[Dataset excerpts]
====

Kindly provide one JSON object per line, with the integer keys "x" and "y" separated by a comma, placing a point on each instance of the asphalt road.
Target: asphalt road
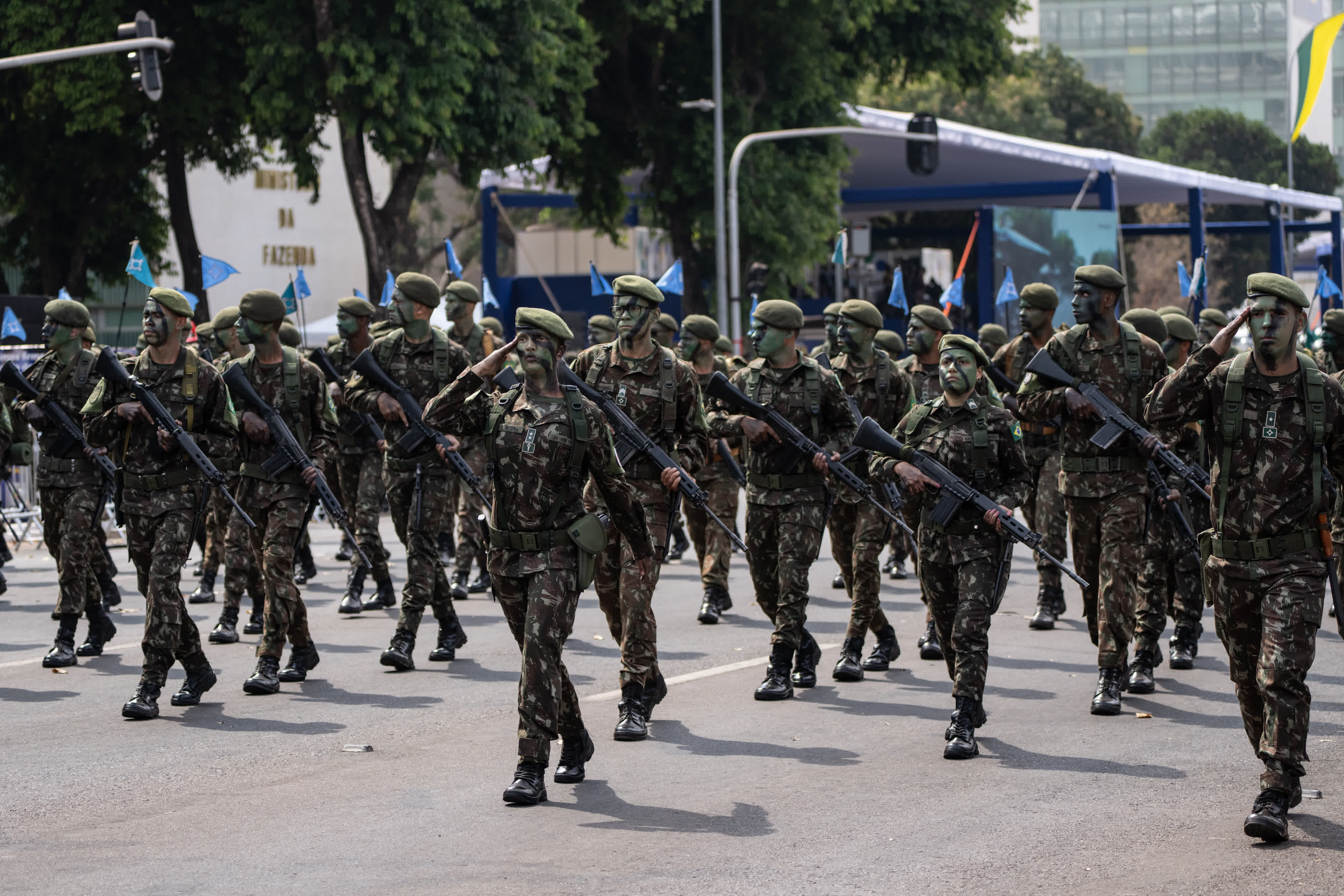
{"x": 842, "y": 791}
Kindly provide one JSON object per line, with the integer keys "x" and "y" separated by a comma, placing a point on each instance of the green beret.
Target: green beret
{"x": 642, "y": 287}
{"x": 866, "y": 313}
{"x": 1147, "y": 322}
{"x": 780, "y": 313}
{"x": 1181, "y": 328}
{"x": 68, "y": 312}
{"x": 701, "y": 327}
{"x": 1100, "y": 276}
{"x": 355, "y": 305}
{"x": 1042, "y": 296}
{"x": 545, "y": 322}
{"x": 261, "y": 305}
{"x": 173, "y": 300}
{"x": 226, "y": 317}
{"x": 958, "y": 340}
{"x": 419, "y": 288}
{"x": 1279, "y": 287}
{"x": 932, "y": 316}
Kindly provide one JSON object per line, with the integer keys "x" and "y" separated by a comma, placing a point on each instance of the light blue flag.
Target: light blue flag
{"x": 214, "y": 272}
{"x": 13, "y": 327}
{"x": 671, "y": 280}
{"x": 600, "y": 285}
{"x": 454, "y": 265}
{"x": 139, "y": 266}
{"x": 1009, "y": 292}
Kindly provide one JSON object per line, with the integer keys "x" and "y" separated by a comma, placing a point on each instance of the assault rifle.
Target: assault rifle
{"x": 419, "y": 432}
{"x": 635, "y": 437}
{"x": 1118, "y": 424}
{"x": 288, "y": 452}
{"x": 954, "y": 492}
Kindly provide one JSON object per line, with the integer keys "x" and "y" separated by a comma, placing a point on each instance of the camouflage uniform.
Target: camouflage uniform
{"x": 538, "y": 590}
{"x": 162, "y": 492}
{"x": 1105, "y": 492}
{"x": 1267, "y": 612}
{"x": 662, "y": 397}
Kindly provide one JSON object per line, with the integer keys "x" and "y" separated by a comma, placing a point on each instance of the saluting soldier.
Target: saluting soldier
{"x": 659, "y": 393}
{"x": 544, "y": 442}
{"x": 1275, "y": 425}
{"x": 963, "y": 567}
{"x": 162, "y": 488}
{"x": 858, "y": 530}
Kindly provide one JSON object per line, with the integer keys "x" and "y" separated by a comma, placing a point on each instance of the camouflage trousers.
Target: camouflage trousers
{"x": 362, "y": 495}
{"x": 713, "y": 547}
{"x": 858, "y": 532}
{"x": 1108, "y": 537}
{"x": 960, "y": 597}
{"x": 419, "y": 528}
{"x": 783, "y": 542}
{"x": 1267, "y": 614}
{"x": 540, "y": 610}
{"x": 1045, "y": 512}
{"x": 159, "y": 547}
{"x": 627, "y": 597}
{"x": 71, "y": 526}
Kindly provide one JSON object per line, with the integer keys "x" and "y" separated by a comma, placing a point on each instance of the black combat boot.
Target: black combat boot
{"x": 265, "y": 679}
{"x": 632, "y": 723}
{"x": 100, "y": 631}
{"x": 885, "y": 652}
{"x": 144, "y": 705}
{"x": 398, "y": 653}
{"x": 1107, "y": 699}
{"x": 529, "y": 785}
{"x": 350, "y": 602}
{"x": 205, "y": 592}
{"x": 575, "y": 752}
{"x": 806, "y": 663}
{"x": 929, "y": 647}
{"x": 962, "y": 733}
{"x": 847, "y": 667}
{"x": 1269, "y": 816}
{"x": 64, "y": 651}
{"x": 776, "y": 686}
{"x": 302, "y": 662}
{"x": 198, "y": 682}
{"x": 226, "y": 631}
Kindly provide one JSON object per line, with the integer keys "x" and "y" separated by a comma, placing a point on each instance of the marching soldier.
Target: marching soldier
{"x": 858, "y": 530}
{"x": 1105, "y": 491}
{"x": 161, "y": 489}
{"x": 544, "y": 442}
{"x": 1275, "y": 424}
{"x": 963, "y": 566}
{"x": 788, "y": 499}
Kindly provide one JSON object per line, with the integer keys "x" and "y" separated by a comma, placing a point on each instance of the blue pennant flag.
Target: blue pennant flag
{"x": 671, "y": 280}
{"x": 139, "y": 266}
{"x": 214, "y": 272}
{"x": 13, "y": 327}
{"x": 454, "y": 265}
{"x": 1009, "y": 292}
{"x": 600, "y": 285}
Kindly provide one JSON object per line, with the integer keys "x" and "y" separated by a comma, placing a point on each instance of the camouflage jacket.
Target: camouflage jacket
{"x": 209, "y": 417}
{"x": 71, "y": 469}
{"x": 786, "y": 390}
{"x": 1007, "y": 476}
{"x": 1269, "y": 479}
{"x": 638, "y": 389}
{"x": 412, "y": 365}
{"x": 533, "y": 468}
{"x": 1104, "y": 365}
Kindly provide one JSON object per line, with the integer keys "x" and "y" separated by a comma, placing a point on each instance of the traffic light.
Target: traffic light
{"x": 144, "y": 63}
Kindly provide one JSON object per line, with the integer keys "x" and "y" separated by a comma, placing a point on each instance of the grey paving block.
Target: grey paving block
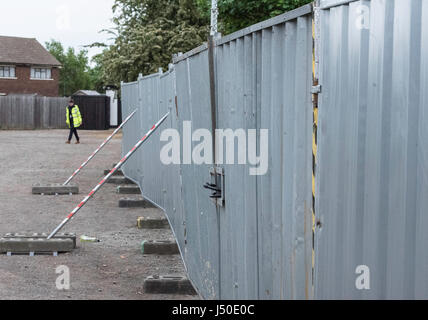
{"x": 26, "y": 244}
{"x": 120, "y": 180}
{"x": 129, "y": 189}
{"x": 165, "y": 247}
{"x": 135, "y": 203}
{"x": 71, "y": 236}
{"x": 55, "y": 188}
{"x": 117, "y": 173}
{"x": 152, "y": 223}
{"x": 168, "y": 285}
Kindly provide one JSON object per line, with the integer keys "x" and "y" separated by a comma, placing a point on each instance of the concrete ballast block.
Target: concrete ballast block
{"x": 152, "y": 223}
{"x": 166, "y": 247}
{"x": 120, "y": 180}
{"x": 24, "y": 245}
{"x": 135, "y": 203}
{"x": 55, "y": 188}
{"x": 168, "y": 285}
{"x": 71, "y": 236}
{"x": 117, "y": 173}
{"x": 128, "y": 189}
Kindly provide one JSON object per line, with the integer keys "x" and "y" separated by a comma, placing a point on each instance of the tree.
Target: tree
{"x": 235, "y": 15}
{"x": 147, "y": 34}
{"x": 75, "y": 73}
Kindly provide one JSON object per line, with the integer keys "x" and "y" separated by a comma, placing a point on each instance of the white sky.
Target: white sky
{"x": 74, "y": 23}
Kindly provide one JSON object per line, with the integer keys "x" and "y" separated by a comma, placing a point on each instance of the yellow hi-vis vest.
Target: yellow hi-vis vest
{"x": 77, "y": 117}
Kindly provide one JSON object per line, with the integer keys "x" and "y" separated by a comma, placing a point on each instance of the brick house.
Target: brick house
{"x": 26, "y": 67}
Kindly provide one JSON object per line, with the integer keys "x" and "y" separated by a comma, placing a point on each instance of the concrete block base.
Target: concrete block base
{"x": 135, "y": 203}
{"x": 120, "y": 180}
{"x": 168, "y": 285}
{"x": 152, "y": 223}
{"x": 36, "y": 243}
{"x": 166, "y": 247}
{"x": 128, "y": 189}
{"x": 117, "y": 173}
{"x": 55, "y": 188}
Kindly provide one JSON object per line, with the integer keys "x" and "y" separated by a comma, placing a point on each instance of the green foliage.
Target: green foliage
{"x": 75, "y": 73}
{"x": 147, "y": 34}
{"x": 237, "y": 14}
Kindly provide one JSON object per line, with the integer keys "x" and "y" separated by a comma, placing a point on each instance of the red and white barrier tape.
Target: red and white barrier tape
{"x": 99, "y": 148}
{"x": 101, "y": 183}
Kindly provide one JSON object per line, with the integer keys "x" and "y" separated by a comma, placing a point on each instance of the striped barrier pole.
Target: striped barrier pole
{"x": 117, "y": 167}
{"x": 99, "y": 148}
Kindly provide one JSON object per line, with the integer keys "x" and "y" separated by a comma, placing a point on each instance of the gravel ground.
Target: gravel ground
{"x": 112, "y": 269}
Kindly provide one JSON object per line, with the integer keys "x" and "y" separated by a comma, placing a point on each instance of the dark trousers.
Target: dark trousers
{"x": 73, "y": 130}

====

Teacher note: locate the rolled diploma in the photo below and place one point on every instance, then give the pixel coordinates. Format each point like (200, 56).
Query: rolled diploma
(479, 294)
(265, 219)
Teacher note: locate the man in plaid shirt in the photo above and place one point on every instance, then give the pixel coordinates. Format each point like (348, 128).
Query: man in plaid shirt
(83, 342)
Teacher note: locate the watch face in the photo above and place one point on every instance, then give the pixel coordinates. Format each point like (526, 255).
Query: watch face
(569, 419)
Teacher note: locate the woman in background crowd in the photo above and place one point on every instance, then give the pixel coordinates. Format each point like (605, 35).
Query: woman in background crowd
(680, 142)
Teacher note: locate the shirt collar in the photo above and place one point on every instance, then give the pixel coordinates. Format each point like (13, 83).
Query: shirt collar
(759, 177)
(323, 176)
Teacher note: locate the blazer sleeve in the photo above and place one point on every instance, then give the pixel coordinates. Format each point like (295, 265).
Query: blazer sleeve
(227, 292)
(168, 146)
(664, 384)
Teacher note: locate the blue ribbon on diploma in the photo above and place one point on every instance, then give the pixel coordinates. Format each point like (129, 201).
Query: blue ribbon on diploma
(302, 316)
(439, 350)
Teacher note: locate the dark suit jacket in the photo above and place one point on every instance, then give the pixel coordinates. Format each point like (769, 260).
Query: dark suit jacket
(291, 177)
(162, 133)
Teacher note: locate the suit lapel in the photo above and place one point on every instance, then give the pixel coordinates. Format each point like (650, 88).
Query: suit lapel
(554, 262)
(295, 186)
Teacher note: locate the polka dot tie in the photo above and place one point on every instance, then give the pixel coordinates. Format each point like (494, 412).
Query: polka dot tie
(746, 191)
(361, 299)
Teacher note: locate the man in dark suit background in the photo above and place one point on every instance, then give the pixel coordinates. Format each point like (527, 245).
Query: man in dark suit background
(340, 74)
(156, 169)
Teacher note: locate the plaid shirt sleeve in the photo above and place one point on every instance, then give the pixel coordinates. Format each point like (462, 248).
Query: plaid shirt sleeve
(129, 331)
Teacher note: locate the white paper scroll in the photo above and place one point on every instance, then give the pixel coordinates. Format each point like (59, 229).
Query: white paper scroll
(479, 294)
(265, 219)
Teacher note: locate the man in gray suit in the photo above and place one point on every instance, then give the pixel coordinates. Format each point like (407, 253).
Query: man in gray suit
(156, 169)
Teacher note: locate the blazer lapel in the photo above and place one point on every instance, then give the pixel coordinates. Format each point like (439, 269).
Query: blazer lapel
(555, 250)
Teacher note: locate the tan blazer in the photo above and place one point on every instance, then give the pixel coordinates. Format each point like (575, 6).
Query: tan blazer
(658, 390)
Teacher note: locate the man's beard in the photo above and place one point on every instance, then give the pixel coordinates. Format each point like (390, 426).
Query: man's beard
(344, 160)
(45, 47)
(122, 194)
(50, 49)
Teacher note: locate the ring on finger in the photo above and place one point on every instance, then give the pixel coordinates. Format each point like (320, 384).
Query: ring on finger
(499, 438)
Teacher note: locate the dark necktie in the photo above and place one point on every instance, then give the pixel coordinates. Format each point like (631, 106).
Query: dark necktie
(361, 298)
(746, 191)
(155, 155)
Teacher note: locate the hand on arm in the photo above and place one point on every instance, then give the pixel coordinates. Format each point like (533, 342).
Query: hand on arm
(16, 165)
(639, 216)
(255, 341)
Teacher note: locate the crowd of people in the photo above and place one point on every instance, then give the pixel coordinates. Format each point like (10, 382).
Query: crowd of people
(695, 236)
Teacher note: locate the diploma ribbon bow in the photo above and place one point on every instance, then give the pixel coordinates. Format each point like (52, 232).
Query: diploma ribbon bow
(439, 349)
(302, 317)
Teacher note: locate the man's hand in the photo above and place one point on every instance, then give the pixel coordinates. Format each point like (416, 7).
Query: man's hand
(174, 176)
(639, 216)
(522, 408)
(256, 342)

====

= TASK DIRECTIONS =
In the data above, the stretch from the line with "the asphalt road." through the line with "the green beret." is to be returned exactly, minus any pictures.

= ANSWER BOX =
Kindly provide one JSON object per line, with the integer keys "x" and "y" separated by a comma, placing a point on each instance of the asphalt road.
Target: asphalt road
{"x": 842, "y": 791}
Kindly provide one JSON object per line, with the integer keys "x" and "y" separated by a comma, placing a point on each instance of the green beret.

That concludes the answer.